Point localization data
»»

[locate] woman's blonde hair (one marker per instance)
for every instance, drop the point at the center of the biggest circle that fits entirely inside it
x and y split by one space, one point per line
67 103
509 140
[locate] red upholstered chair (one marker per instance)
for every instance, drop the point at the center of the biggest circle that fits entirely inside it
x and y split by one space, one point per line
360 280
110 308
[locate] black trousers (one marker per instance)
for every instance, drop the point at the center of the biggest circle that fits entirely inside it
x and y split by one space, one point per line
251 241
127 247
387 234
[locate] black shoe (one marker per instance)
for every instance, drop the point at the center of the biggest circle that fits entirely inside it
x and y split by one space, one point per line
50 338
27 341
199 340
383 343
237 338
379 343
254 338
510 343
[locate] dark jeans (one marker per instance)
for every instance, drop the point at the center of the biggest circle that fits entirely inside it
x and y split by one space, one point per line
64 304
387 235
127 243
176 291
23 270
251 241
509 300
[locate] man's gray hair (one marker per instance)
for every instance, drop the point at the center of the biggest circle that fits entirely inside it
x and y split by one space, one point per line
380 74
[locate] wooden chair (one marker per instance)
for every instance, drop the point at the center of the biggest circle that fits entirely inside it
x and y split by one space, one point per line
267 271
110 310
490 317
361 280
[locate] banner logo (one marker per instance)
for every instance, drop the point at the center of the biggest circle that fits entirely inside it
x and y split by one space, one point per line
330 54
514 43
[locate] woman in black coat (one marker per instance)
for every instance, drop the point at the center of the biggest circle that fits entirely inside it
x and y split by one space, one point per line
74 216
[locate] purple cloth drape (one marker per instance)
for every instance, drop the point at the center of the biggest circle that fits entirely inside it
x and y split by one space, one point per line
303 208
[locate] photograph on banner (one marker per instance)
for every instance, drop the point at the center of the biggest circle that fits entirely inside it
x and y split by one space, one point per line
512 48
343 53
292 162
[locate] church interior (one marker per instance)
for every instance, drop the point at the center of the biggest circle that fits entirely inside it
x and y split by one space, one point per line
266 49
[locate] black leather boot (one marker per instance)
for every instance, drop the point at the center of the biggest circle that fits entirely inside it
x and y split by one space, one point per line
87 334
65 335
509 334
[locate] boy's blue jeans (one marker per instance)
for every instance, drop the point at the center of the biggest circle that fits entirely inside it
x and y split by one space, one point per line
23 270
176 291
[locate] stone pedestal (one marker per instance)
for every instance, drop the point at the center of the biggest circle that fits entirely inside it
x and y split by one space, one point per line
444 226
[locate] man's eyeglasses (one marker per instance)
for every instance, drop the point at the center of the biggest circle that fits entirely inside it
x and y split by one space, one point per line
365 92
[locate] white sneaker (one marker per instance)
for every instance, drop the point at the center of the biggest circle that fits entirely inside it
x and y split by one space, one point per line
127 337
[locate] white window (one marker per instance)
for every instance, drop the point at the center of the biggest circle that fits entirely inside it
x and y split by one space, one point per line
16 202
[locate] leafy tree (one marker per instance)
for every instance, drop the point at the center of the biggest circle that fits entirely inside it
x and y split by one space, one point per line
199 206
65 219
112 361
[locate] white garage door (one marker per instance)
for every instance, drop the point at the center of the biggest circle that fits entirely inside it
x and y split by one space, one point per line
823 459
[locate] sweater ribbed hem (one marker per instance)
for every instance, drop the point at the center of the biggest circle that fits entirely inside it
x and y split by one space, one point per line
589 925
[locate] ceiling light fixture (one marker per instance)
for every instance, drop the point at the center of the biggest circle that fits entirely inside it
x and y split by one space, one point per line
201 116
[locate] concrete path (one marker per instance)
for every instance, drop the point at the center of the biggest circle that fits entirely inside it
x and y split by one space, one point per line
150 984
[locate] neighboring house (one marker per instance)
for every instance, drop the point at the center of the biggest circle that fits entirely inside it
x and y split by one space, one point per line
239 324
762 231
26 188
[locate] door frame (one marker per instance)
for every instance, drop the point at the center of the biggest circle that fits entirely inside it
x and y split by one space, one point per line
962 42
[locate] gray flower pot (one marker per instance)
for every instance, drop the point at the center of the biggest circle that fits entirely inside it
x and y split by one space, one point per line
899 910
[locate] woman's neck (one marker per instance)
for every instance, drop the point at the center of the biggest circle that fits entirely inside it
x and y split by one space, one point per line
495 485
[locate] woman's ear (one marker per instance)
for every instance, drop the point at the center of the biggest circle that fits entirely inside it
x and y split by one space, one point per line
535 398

««

→ ASSIGNMENT: Write each record out again exactly.

→ RESPONSE BELOW:
[locate] woman's blonde hair (one marker per instance)
for every instance, drop the point at the center of the biggest circle that fits entirely inside it
x and y split by one space, one point per line
67 103
509 140
[locate] red upholstered chair (one marker per instance)
for every instance, drop the point at the center of the biggest circle that fits entirely inside it
x and y split by one space, one point per line
360 280
110 308
[locate] black trousers (one marker per instance)
for every instance, drop the point at the center of the biggest circle that fits entirely inside it
x and y split by one space, one point per line
251 241
127 247
387 234
[locate] black shoe (one marker per instance)
for every instance, drop the point at the center of the biggest circle that fits entirely inside it
x and y split by one space, one point per line
50 338
27 341
199 340
383 343
237 338
379 343
254 338
510 343
[locate] dark jeans (one marker per instance)
for every instance, drop the point at the center of the biggest circle that fits entirely inside it
x and y split by one space, one point per line
64 304
387 235
127 243
176 291
23 270
251 241
509 300
[locate] man's gray hair (one marker per instance)
for every instance, drop the point at the center of the biggest circle that fits entirely inside it
x and y split by one space, one point per line
380 74
[locate] wooden chair (one marker per instance)
for every instance, drop the point at the center of the biggest circle that fits entirely inside it
x and y split by one space, one point per line
267 271
110 310
490 317
361 280
[locate] banner logo (one marker per instance)
for every instance, drop the point at the center of the biggest circle that fits entirely inside it
x and y split by one space, one point per line
330 54
514 43
[locate] woman in black coat (one marker per instance)
for every instance, drop the point at the center of the biggest circle that fits entirely inside it
x and y split by one space, one point per line
74 216
[locate] purple cloth drape (one marker per instance)
for every instance, drop the point at the center of the biggest circle that fits entirely inside it
x and y split by one space, one point per line
303 208
[locate] photograph on banner (one marker per instance)
for every instance, drop the point at the center of the biggest circle that fits entirely inside it
x and y split by one space, one point per line
512 48
343 53
292 162
[locate] church interior (one marker per instance)
for every instance, drop the point at the center of the biggest circle that fits entirely inside it
x and y split by one space, one point per line
266 49
[locate] black leather boot (one marker per instance)
for every instance, drop the point at the center of the biggest circle that fits entirely inside it
x and y split by one space, one point per line
87 334
65 335
509 334
[locate] boy's blue jeans (one marker per instance)
for every instance, drop the point at the center of the biggest circle that fits entirely inside it
x and y split by one space, one point per line
23 270
176 291
[locate] stone pedestal (one marker per instance)
for every instance, drop the point at the center of the biggest circle that fits entirely inside it
x and y split by one space, one point per line
444 226
[locate] man's eyeglasses (one marker per instance)
for every instance, drop the point at the center of the biggest circle that fits entirely inside it
x and y split by one space, one point per line
365 92
[locate] white sneaker (one marker per instance)
for every instance, drop the point at the center of the biggest circle that fits entirely inside it
x and y split by one space, one point per line
127 337
[locate] white window (one marker per instance)
for every instance, drop the point at the center of the biggest circle that fits entirely inside it
x and y split by one space, one point per line
16 202
[locate] leafy tree (one marker per instance)
for every instance, drop the point at the center of the biggest circle that fits entirely inside it
x and y split by one space, one point per line
199 206
65 219
112 361
[locate] white garage door (one marker per instance)
for every instance, drop the point at the center of the biggest circle that fits entirely inside it
x and y split by one space, one point per line
823 459
[locate] sweater ribbed hem (one marker per instance)
for every instance, drop the point at the center of the biggest circle that fits entirely inside it
x and y split by one space, one point per line
589 925
[locate] ceiling light fixture (one marker per instance)
for every instance, drop the point at the center of the biggest circle that fits entirely inside it
x and y split by one space, one point per line
201 116
[locate] concrete path (one marker per instance)
for every instance, drop the point at the center of the biggest circle that fits entirely inside it
x and y split by one space, one point per line
150 984
[locate] neighboring house (one marker per instance)
for every instance, drop the point at the center of the biggest circle that fits entirely inside it
x and y split by one space, one point per line
239 324
762 231
26 188
[locate] door frame (one marker per instance)
for every instance, drop the point at the center of the biggest circle that fits entirely inside it
x and y split by one space, one point per line
962 42
[locate] gray flower pot (one marker per instance)
for every instance, drop the point at the center of the biggest circle that fits entirely inside it
x and y split by one space, one point per line
899 910
[locate] woman's neck (one marker per instance)
for every instance, drop the point at the center of the biggest circle that fits entirely inside it
x and y split by one space, one point per line
495 485
[locate] woman's ear (one marker per instance)
for every instance, drop the point at the center of the biggest circle that fits entirely inside it
x and y split by one space, one point per line
535 398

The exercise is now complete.